Go through the data line by line. Copy each one holding the string "stone".
• • •
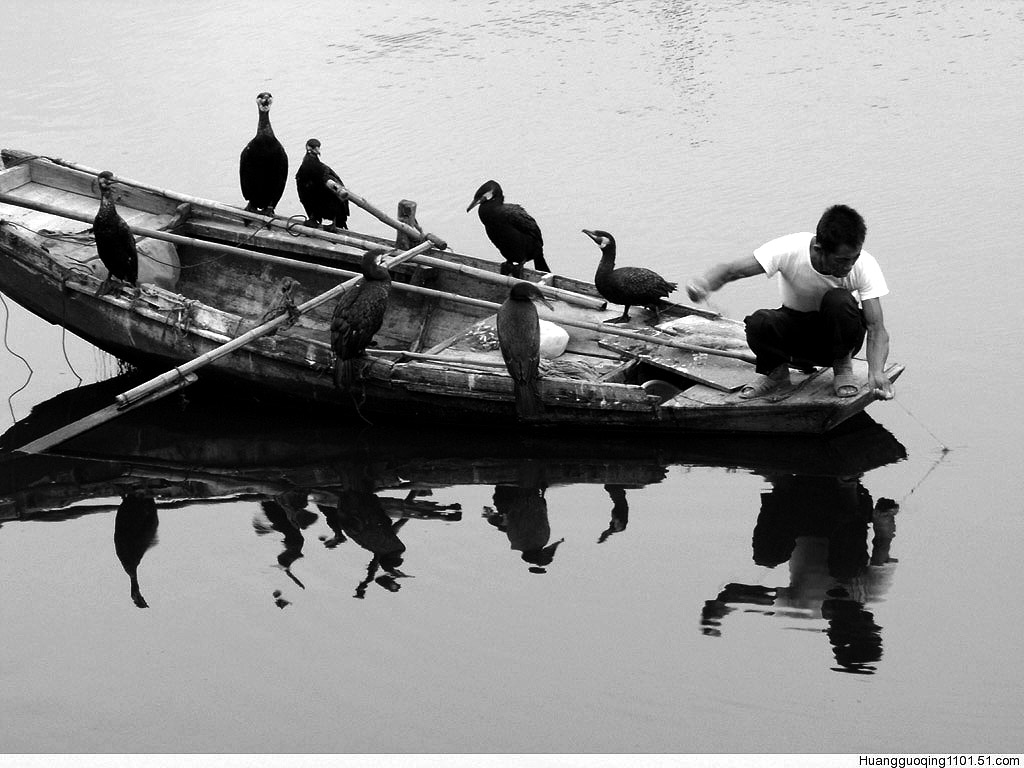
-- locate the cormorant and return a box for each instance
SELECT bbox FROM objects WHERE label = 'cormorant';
[295,138,349,231]
[113,490,159,609]
[239,91,288,215]
[331,248,392,387]
[93,171,138,296]
[496,281,554,419]
[583,229,677,323]
[466,180,549,278]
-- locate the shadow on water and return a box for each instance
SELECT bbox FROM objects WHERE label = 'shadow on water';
[700,473,901,675]
[1,374,907,634]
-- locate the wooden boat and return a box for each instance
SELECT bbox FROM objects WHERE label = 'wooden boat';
[0,149,905,435]
[0,374,908,523]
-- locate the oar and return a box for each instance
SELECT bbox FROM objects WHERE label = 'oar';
[325,182,607,310]
[327,180,446,249]
[2,154,605,310]
[9,151,414,253]
[0,190,751,364]
[0,192,600,321]
[11,241,435,454]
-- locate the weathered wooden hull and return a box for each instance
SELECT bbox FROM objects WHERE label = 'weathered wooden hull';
[0,150,904,434]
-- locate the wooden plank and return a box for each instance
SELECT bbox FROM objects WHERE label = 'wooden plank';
[0,165,30,194]
[1,182,174,234]
[598,334,753,392]
[26,158,182,215]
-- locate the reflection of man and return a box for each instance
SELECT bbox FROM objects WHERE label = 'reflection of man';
[701,475,899,675]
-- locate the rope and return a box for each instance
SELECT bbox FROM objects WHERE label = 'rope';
[893,396,950,454]
[58,281,83,387]
[0,292,33,423]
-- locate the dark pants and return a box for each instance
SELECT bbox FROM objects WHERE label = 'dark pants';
[744,288,866,375]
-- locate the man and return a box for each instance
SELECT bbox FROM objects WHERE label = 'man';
[686,204,894,400]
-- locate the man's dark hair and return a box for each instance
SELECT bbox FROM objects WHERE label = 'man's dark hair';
[816,204,866,253]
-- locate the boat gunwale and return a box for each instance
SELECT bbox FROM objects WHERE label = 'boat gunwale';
[0,149,903,434]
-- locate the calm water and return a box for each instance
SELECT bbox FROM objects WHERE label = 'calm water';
[2,0,1023,755]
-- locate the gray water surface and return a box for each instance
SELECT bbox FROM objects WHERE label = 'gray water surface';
[1,1,1022,755]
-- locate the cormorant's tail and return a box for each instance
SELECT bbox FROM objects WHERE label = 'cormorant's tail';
[335,358,357,388]
[513,381,543,419]
[532,252,551,273]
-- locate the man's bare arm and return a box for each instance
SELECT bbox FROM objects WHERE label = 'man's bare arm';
[686,255,766,301]
[862,297,893,400]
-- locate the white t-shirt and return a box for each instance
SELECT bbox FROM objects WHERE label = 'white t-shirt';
[752,232,889,312]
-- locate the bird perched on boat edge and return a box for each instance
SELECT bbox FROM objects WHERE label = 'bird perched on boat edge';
[93,171,139,297]
[239,91,288,215]
[331,248,392,388]
[467,180,550,278]
[295,138,350,231]
[496,281,555,420]
[582,229,677,323]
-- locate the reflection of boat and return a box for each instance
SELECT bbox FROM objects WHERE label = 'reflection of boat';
[0,374,907,524]
[0,150,903,433]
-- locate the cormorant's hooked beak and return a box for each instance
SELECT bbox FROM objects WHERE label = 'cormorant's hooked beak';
[533,286,555,311]
[582,229,601,245]
[466,189,493,212]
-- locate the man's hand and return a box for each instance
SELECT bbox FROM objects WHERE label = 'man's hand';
[869,370,894,400]
[686,276,712,302]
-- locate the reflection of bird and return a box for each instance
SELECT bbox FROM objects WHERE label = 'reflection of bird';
[467,180,549,277]
[597,484,630,543]
[239,91,288,215]
[256,494,318,588]
[113,491,159,609]
[93,171,138,295]
[491,484,563,572]
[583,229,677,323]
[331,248,392,387]
[496,282,554,419]
[295,138,349,231]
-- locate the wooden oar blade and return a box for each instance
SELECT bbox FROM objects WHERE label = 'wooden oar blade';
[11,373,198,456]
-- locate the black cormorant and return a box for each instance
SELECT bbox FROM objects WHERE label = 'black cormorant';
[93,171,138,296]
[331,248,392,387]
[467,180,549,277]
[583,229,677,323]
[113,491,159,609]
[239,91,288,215]
[496,281,554,419]
[295,138,349,231]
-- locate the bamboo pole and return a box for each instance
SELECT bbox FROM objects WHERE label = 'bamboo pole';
[8,242,434,455]
[114,241,434,406]
[328,180,446,249]
[368,349,506,367]
[0,192,753,363]
[6,153,607,310]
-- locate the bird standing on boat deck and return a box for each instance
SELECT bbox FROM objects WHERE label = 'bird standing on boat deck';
[496,281,555,419]
[331,248,392,387]
[583,229,677,323]
[467,180,550,278]
[93,171,138,296]
[239,91,288,215]
[295,138,350,231]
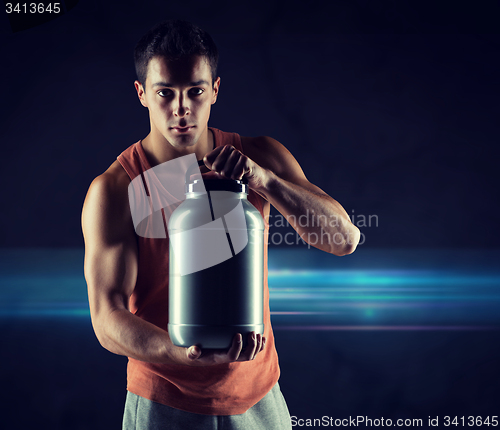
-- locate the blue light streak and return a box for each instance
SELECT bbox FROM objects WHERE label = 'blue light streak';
[1,249,499,329]
[268,268,500,329]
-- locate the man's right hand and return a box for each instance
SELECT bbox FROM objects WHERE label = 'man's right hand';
[183,332,265,366]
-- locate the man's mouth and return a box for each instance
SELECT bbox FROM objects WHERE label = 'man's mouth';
[172,126,194,133]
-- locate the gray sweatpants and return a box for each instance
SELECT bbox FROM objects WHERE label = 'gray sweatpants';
[122,382,292,430]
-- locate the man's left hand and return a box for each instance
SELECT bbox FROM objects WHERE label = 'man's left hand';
[203,145,271,193]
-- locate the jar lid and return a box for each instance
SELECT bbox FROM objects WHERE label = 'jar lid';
[186,178,248,194]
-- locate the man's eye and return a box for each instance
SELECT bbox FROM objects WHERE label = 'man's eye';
[190,88,204,96]
[158,90,172,97]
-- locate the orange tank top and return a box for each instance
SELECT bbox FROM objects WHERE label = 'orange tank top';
[117,127,280,415]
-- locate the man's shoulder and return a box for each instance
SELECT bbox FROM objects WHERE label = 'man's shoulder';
[86,160,130,210]
[82,159,136,251]
[96,159,130,190]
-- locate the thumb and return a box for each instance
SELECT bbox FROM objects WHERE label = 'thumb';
[187,345,201,360]
[200,171,221,180]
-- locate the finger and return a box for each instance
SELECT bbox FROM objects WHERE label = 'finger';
[200,171,221,180]
[203,145,225,169]
[242,332,258,361]
[226,333,243,362]
[210,145,234,173]
[221,148,242,178]
[187,345,201,361]
[250,333,261,360]
[232,155,248,181]
[250,332,260,360]
[255,334,264,354]
[260,336,266,352]
[255,333,263,357]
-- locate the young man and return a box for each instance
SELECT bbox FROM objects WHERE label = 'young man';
[82,20,360,429]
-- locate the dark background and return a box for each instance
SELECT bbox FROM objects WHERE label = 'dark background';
[1,1,500,429]
[1,0,499,248]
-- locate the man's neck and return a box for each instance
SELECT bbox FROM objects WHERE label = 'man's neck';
[141,127,214,167]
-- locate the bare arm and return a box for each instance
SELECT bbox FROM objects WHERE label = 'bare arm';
[204,137,361,256]
[82,166,263,366]
[82,170,184,363]
[260,174,360,255]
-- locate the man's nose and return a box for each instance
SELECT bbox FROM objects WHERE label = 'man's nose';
[174,94,190,117]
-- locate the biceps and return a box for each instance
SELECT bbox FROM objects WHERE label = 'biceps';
[84,240,138,319]
[81,175,138,317]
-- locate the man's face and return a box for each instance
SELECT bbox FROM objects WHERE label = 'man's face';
[135,55,220,152]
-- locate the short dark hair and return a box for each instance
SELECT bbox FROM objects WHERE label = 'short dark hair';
[134,20,219,90]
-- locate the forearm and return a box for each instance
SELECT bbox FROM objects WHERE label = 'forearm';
[94,308,188,365]
[257,172,360,255]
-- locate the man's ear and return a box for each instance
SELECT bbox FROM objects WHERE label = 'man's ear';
[134,80,148,108]
[211,76,221,105]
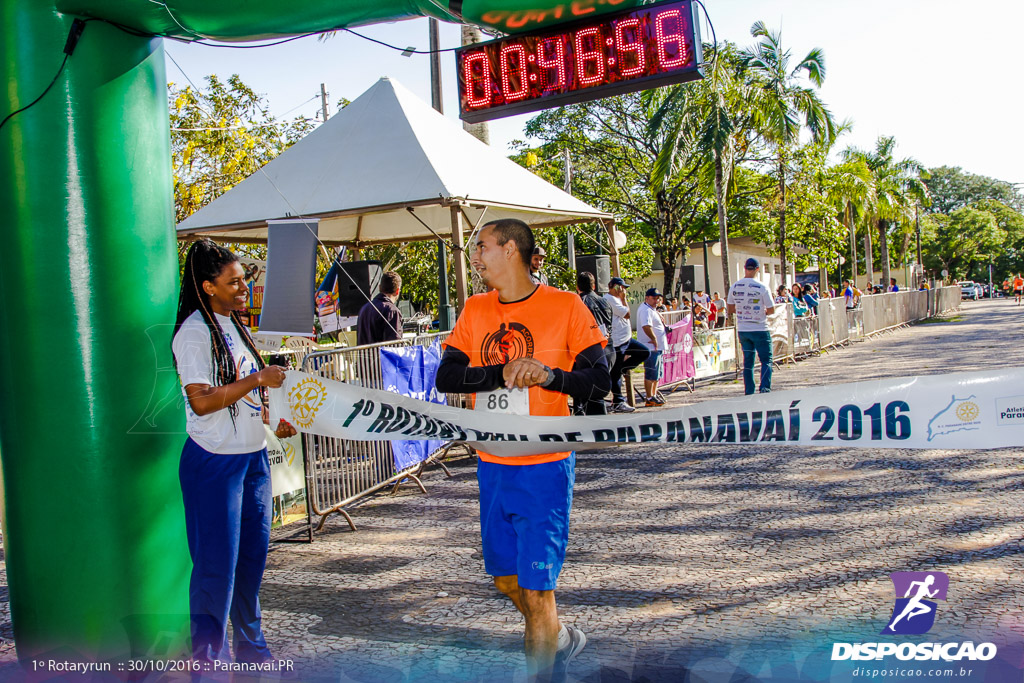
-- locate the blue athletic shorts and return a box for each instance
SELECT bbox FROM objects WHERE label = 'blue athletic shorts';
[476,454,575,591]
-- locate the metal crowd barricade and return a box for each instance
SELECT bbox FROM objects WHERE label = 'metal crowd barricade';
[817,302,837,349]
[931,286,961,316]
[792,316,816,356]
[769,307,795,363]
[299,332,465,532]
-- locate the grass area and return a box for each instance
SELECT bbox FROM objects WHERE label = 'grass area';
[917,314,964,324]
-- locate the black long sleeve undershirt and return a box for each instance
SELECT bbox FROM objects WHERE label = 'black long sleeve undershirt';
[435,343,611,403]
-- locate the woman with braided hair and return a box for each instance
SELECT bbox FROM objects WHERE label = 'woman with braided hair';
[171,239,296,667]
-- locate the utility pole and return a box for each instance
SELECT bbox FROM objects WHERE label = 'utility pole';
[564,148,575,272]
[428,18,454,331]
[915,207,923,271]
[320,83,329,122]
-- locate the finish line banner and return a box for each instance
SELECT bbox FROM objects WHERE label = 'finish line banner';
[269,369,1024,458]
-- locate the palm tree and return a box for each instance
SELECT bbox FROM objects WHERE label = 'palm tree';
[650,43,762,295]
[844,137,929,288]
[742,21,836,286]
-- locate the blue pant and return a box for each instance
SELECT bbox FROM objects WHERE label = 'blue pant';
[738,330,773,395]
[180,438,273,665]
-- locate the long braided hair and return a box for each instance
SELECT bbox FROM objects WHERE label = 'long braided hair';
[173,239,266,423]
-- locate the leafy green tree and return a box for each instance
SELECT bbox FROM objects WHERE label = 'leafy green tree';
[921,206,1002,281]
[650,42,764,295]
[170,74,315,223]
[786,139,870,291]
[842,136,928,287]
[521,92,716,295]
[923,166,1022,215]
[742,21,836,282]
[170,74,317,270]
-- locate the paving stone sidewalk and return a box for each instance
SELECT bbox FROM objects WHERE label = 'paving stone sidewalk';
• • •
> **OUTPUT BELOW**:
-- locate the paving stone sidewalk and return a box for each instance
SELECT bbox FROM objects WHERE label = 'paving stone sidewalk';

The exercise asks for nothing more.